- _EXERCISE_:
Please format the lines below as a JSON list of strings, one string for each line, leaving out blank lines.

A run of lines
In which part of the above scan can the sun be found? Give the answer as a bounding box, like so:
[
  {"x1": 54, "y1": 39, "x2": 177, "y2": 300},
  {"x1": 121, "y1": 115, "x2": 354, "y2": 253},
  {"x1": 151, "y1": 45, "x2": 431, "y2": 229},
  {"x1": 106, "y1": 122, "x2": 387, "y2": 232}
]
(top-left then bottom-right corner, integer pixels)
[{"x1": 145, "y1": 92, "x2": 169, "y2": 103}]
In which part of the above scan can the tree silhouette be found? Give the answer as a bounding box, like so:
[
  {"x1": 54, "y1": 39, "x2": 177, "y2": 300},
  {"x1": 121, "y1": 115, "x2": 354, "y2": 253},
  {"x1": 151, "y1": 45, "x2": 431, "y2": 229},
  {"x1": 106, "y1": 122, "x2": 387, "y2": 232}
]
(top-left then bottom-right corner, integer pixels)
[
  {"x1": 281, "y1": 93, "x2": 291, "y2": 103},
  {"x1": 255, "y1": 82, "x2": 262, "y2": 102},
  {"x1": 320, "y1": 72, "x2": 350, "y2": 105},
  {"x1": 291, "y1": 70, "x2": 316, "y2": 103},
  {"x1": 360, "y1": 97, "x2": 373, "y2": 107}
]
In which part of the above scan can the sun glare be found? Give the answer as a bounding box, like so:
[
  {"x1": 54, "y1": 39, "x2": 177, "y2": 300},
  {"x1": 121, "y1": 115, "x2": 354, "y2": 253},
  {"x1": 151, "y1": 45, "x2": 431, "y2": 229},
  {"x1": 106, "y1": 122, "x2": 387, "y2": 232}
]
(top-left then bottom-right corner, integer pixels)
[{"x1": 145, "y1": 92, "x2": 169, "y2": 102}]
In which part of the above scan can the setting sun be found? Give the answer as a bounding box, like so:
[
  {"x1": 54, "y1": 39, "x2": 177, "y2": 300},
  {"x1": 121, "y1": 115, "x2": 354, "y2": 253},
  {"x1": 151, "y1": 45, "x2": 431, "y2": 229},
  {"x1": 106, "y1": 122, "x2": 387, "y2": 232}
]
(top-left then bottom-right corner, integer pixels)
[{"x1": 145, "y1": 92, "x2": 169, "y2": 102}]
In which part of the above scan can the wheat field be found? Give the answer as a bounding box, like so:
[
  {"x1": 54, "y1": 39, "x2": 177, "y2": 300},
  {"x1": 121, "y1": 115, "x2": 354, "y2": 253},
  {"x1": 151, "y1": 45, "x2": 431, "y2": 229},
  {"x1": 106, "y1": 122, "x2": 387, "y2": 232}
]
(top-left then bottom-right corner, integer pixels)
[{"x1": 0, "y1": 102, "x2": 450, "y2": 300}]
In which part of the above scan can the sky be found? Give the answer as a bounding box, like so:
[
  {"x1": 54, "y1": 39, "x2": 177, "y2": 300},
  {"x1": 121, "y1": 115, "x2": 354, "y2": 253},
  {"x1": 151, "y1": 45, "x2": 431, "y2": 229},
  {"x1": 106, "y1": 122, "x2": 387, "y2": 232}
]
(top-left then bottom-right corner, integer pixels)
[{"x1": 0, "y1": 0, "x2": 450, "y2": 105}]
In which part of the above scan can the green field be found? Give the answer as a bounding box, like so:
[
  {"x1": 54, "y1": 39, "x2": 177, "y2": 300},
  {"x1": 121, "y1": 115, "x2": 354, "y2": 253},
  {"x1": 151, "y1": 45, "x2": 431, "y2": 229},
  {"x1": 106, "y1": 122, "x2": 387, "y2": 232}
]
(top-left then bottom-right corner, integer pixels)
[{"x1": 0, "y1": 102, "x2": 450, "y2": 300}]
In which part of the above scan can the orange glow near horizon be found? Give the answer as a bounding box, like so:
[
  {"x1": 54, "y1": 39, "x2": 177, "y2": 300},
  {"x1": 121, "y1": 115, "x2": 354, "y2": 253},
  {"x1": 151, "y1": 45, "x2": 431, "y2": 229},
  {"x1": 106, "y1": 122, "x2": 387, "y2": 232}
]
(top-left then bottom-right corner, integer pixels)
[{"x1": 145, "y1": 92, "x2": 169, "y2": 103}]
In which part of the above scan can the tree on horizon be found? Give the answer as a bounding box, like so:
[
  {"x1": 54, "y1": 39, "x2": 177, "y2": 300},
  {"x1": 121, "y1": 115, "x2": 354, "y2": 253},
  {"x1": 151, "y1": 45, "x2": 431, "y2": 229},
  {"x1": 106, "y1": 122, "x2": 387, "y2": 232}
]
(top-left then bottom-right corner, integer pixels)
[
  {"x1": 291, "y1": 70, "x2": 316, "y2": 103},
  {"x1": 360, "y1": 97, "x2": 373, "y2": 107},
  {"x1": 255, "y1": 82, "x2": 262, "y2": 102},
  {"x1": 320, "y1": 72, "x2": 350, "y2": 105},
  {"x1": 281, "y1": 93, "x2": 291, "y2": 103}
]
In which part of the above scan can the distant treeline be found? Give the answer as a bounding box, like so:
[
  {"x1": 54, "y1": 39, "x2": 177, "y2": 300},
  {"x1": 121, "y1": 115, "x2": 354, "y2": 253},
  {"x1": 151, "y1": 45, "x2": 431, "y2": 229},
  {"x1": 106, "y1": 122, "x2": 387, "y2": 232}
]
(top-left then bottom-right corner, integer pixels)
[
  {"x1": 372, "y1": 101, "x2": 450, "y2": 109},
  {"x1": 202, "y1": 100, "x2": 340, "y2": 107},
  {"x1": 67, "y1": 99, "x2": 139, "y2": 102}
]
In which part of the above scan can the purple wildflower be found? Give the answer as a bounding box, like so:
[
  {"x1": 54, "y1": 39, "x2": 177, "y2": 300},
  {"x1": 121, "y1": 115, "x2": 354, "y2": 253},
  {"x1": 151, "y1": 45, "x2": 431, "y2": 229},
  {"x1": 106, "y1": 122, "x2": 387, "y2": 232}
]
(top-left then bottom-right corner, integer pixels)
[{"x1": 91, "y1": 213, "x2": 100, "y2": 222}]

- _RESPONSE TO THE TASK_:
[
  "In which part of the above scan can the sun be found? Give the answer as a bounding box, like so:",
  "[",
  "  {\"x1\": 54, \"y1\": 39, \"x2\": 177, \"y2\": 300},",
  "  {\"x1\": 121, \"y1\": 115, \"x2\": 354, \"y2\": 253},",
  "  {\"x1\": 151, \"y1\": 45, \"x2\": 431, \"y2\": 229},",
  "  {\"x1\": 106, \"y1\": 122, \"x2\": 387, \"y2\": 232}",
  "]",
  "(top-left then bottom-right corner, integer pixels)",
  "[{\"x1\": 145, \"y1\": 92, \"x2\": 169, \"y2\": 103}]",
  "In which part of the above scan can the tree silhouette be found? Give the answer as a bounding box, like so:",
  "[",
  "  {\"x1\": 54, \"y1\": 39, \"x2\": 177, \"y2\": 300},",
  "  {\"x1\": 121, \"y1\": 115, \"x2\": 354, \"y2\": 253},",
  "  {\"x1\": 151, \"y1\": 45, \"x2\": 431, \"y2\": 229},",
  "  {\"x1\": 106, \"y1\": 122, \"x2\": 387, \"y2\": 232}",
  "]",
  "(top-left then bottom-right corner, integer pixels)",
  "[",
  "  {\"x1\": 281, \"y1\": 93, \"x2\": 291, \"y2\": 103},",
  "  {\"x1\": 255, \"y1\": 82, \"x2\": 262, \"y2\": 102},",
  "  {\"x1\": 320, \"y1\": 72, \"x2\": 350, \"y2\": 105},",
  "  {\"x1\": 291, \"y1\": 70, \"x2\": 316, \"y2\": 103},",
  "  {\"x1\": 360, \"y1\": 97, \"x2\": 373, \"y2\": 107}",
  "]",
  "In which part of the above scan can the sun glare be found? Give the answer as a bounding box, like so:",
  "[",
  "  {\"x1\": 54, \"y1\": 39, \"x2\": 177, \"y2\": 300},",
  "  {\"x1\": 121, \"y1\": 115, \"x2\": 354, \"y2\": 253},",
  "  {\"x1\": 151, \"y1\": 45, \"x2\": 431, \"y2\": 229},",
  "  {\"x1\": 106, \"y1\": 122, \"x2\": 387, \"y2\": 232}",
  "]",
  "(top-left then bottom-right corner, integer pixels)",
  "[{\"x1\": 145, \"y1\": 92, \"x2\": 169, \"y2\": 102}]",
  "In which part of the above scan can the setting sun be found? Give the answer as a bounding box, like so:",
  "[",
  "  {\"x1\": 54, \"y1\": 39, \"x2\": 177, \"y2\": 300},",
  "  {\"x1\": 121, \"y1\": 115, \"x2\": 354, \"y2\": 253},",
  "  {\"x1\": 151, \"y1\": 45, \"x2\": 431, \"y2\": 229},",
  "  {\"x1\": 106, \"y1\": 122, \"x2\": 387, \"y2\": 232}",
  "]",
  "(top-left then bottom-right corner, integer pixels)",
  "[{\"x1\": 145, \"y1\": 92, \"x2\": 169, \"y2\": 102}]",
  "In which part of the above scan can the wheat field be found? Give the answer as a bounding box, like so:",
  "[",
  "  {\"x1\": 54, \"y1\": 39, \"x2\": 177, \"y2\": 300},",
  "  {\"x1\": 121, \"y1\": 115, \"x2\": 354, \"y2\": 253},",
  "  {\"x1\": 151, \"y1\": 45, \"x2\": 431, \"y2\": 229},",
  "  {\"x1\": 106, \"y1\": 122, \"x2\": 387, \"y2\": 232}",
  "]",
  "(top-left then bottom-right corner, integer pixels)",
  "[{\"x1\": 0, \"y1\": 102, \"x2\": 450, \"y2\": 300}]",
  "In which part of the above scan can the sky be found? Give the answer as a bounding box, like so:",
  "[",
  "  {\"x1\": 54, \"y1\": 39, \"x2\": 177, \"y2\": 300},",
  "  {\"x1\": 121, \"y1\": 115, \"x2\": 354, \"y2\": 253},",
  "  {\"x1\": 151, \"y1\": 45, \"x2\": 431, \"y2\": 229},",
  "  {\"x1\": 106, \"y1\": 122, \"x2\": 387, \"y2\": 232}",
  "]",
  "(top-left then bottom-right corner, integer pixels)",
  "[{\"x1\": 0, \"y1\": 0, \"x2\": 450, \"y2\": 105}]",
  "In which part of the above scan can the green field be found? Give the answer as a bounding box, like so:",
  "[",
  "  {\"x1\": 54, \"y1\": 39, \"x2\": 177, \"y2\": 300},",
  "  {\"x1\": 121, \"y1\": 115, \"x2\": 354, \"y2\": 253},",
  "  {\"x1\": 151, \"y1\": 45, \"x2\": 431, \"y2\": 229},",
  "  {\"x1\": 106, \"y1\": 122, \"x2\": 387, \"y2\": 232}",
  "]",
  "(top-left then bottom-right corner, integer pixels)",
  "[{\"x1\": 0, \"y1\": 102, \"x2\": 450, \"y2\": 300}]",
  "In which part of the above scan can the orange glow near horizon be found? Give the answer as a bounding box, like so:",
  "[",
  "  {\"x1\": 54, \"y1\": 39, \"x2\": 177, \"y2\": 300},",
  "  {\"x1\": 121, \"y1\": 115, \"x2\": 354, \"y2\": 253},",
  "  {\"x1\": 151, \"y1\": 45, \"x2\": 431, \"y2\": 229},",
  "  {\"x1\": 106, \"y1\": 122, \"x2\": 387, \"y2\": 232}",
  "]",
  "(top-left then bottom-right corner, integer pixels)",
  "[{\"x1\": 145, \"y1\": 92, \"x2\": 169, \"y2\": 103}]",
  "In which part of the above scan can the tree on horizon be found? Give the answer as a bounding box, like so:",
  "[",
  "  {\"x1\": 54, \"y1\": 39, \"x2\": 177, \"y2\": 300},",
  "  {\"x1\": 121, \"y1\": 115, \"x2\": 354, \"y2\": 253},",
  "  {\"x1\": 151, \"y1\": 45, \"x2\": 431, \"y2\": 229},",
  "  {\"x1\": 106, \"y1\": 122, \"x2\": 387, \"y2\": 232}",
  "]",
  "(top-left then bottom-right corner, integer pixels)",
  "[",
  "  {\"x1\": 291, \"y1\": 70, \"x2\": 316, \"y2\": 103},",
  "  {\"x1\": 360, \"y1\": 97, \"x2\": 373, \"y2\": 107},",
  "  {\"x1\": 255, \"y1\": 82, \"x2\": 262, \"y2\": 102},",
  "  {\"x1\": 320, \"y1\": 72, \"x2\": 350, \"y2\": 105},",
  "  {\"x1\": 281, \"y1\": 93, \"x2\": 291, \"y2\": 103}",
  "]",
  "In which part of the above scan can the distant treeline be found? Give the answer as a bounding box, like so:",
  "[",
  "  {\"x1\": 54, \"y1\": 39, \"x2\": 177, \"y2\": 300},",
  "  {\"x1\": 121, \"y1\": 115, \"x2\": 354, \"y2\": 253},",
  "  {\"x1\": 151, \"y1\": 45, \"x2\": 431, \"y2\": 229},",
  "  {\"x1\": 106, \"y1\": 122, \"x2\": 387, \"y2\": 232}",
  "]",
  "(top-left then bottom-right corner, integer pixels)",
  "[",
  "  {\"x1\": 372, \"y1\": 101, \"x2\": 450, \"y2\": 109},",
  "  {\"x1\": 202, \"y1\": 100, \"x2\": 340, \"y2\": 107},",
  "  {\"x1\": 67, \"y1\": 99, \"x2\": 139, \"y2\": 102}",
  "]",
  "In which part of the above scan can the purple wildflower be found? Give the answer as a bounding box, like so:",
  "[",
  "  {\"x1\": 54, \"y1\": 39, \"x2\": 177, \"y2\": 300},",
  "  {\"x1\": 121, \"y1\": 115, \"x2\": 354, \"y2\": 253},",
  "  {\"x1\": 151, \"y1\": 45, \"x2\": 431, \"y2\": 229},",
  "  {\"x1\": 106, \"y1\": 122, \"x2\": 387, \"y2\": 232}",
  "]",
  "(top-left then bottom-right corner, integer pixels)",
  "[{\"x1\": 91, \"y1\": 213, \"x2\": 100, \"y2\": 222}]"
]